■ What the exercise asks
Return the whole listing, keeping every character the same.

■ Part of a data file

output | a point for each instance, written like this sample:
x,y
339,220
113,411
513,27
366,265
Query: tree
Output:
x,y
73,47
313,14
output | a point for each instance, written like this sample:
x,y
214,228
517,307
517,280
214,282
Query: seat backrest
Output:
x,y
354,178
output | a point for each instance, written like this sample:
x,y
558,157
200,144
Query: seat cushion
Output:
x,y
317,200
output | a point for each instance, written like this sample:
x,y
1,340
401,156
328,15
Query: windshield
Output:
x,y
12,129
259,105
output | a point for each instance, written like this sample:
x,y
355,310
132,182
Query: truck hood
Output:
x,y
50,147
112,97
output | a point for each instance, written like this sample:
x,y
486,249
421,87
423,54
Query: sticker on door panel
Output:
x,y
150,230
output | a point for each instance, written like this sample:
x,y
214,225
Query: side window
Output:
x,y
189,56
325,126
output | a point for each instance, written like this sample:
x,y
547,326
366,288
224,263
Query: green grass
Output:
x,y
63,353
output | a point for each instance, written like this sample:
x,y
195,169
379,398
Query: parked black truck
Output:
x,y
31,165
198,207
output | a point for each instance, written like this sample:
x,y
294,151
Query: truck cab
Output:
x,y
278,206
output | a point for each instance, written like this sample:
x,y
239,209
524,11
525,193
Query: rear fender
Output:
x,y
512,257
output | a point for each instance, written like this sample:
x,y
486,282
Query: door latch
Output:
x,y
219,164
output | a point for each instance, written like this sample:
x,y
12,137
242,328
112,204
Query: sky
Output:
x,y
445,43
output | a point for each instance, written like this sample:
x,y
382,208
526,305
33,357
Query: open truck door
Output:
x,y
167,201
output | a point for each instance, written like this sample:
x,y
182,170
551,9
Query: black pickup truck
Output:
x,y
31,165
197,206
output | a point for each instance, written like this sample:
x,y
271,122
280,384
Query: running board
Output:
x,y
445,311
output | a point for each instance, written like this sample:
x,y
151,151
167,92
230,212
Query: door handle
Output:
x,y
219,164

■ Full response
output | a point for each instance, written like this sample:
x,y
339,220
113,411
513,27
366,265
Query: tree
Output:
x,y
73,47
313,14
output | a point for each instance, written like this sample:
x,y
214,228
517,307
517,280
214,282
Query: seat backrest
Output:
x,y
354,178
output | a point for each instance, written like this sample:
x,y
558,157
200,144
Query: seat cushion
Output:
x,y
317,200
output | a point for each instance, written like this sample:
x,y
1,340
401,156
328,15
Query: windshield
Output:
x,y
12,129
259,105
output | a point for each instance, written like this sample:
x,y
355,310
132,182
Query: truck hood
Output:
x,y
50,147
112,97
output | a point for each instance, written like this sample:
x,y
486,249
421,87
423,54
Query: sticker on door panel
Output:
x,y
150,230
output | a point for each instance, written like this sample:
x,y
214,225
Query: side window
Output:
x,y
189,56
325,126
output | a point for each instance, written like this sample:
x,y
547,326
366,288
224,263
Query: green grass
Output:
x,y
63,353
output | a point for each instance, written like this sample:
x,y
195,169
379,398
Query: parked black truck
Output:
x,y
31,165
198,207
output | a point for each instance, written like this sample:
x,y
294,151
Query: truck cab
Output:
x,y
278,206
output | a point for each instance, written like this sample:
x,y
239,209
524,11
525,193
Query: rear fender
Output:
x,y
512,257
output | a point for each instance, written like this sample:
x,y
486,282
Query: door latch
Output:
x,y
219,164
output | a point for each instance, written like this sample:
x,y
12,137
242,328
112,204
Query: sky
Output:
x,y
445,43
output | a point for each instance, written like this sample:
x,y
382,208
526,305
33,357
Query: open truck door
Output:
x,y
167,201
output | a point for each instance, written like this sample:
x,y
182,170
551,9
Query: black pickup truck
Output:
x,y
31,165
197,206
output | a point for each instance, written like this sample:
x,y
271,122
280,384
Query: running board
Output:
x,y
445,311
output | a point for each instance, written like this sample:
x,y
151,151
167,92
230,212
Query: door handle
Output:
x,y
219,164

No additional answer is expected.